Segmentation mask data
BEGIN
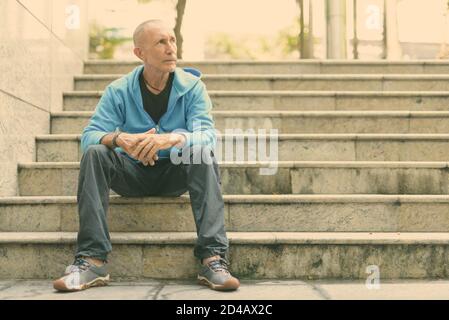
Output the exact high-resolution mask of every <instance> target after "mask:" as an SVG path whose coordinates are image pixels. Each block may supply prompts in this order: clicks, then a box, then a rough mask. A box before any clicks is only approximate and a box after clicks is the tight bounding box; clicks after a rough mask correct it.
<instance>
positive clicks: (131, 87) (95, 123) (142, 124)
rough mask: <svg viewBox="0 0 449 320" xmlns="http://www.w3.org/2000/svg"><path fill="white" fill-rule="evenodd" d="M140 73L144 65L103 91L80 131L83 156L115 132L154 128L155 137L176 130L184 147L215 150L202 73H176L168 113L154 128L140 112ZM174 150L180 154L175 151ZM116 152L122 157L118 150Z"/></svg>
mask: <svg viewBox="0 0 449 320" xmlns="http://www.w3.org/2000/svg"><path fill="white" fill-rule="evenodd" d="M142 71H143V65H141V66H139V67H137V68H135V69H134V70H133V71H132V72H130V73H129V74H127V75H125V76H124V77H122V78H120V79H117V80H115V81H114V82H112V83H111V84H110V85H109V86H108V87H107V88H106V89H105V92H104V93H103V96H102V97H101V99H100V101H99V102H98V104H97V107H96V109H95V113H94V115H93V116H92V118H91V119H90V122H89V124H88V125H87V127H86V128H84V130H83V134H82V137H81V150H82V151H83V152H85V151H86V149H87V148H88V147H89V146H90V145H94V144H99V143H100V140H101V138H102V137H103V136H105V135H106V134H108V133H111V132H114V131H115V130H116V128H118V129H120V131H123V132H127V133H142V132H146V131H148V130H150V129H152V128H156V132H157V133H169V132H173V131H175V130H176V132H179V133H182V134H183V135H184V136H185V137H186V143H185V146H194V145H202V146H209V147H210V148H212V149H214V148H215V145H216V134H215V128H214V121H213V118H212V114H211V110H212V102H211V100H210V98H209V95H208V94H207V91H206V86H205V85H204V83H203V81H201V79H200V78H201V73H200V72H199V71H198V70H196V69H193V68H184V69H181V68H176V69H175V71H174V72H175V76H174V78H173V86H172V90H171V92H170V96H169V99H168V107H167V112H166V113H165V114H164V115H163V116H162V117H161V119H160V120H159V124H158V125H156V123H155V122H154V121H153V119H151V117H150V116H149V114H148V113H147V112H146V111H145V109H144V108H143V102H142V94H141V91H140V86H139V76H140V73H141V72H142ZM173 148H175V147H173ZM173 148H171V149H165V150H160V151H159V152H158V156H159V158H169V157H170V151H171V150H172V149H173ZM175 150H176V151H179V150H178V149H177V148H175ZM116 151H117V152H121V153H125V152H124V151H123V150H122V149H121V148H117V149H116ZM125 154H126V153H125Z"/></svg>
END
▸ **ACTIVITY**:
From the entries above, collect every line with the string "clicks" in it.

▸ **SOLUTION TO THE EXERCISE**:
Output the exact high-resolution mask of every <instance> target after "mask:" as an SVG path whose coordinates are image pixels. Each block may supply prompts in this order: clicks, then a box, then a rough mask. A box before any clicks is only approximate and a box after clicks is the tight bounding box; clicks after a rough mask correct it.
positive clicks: (131, 87) (95, 123) (142, 124)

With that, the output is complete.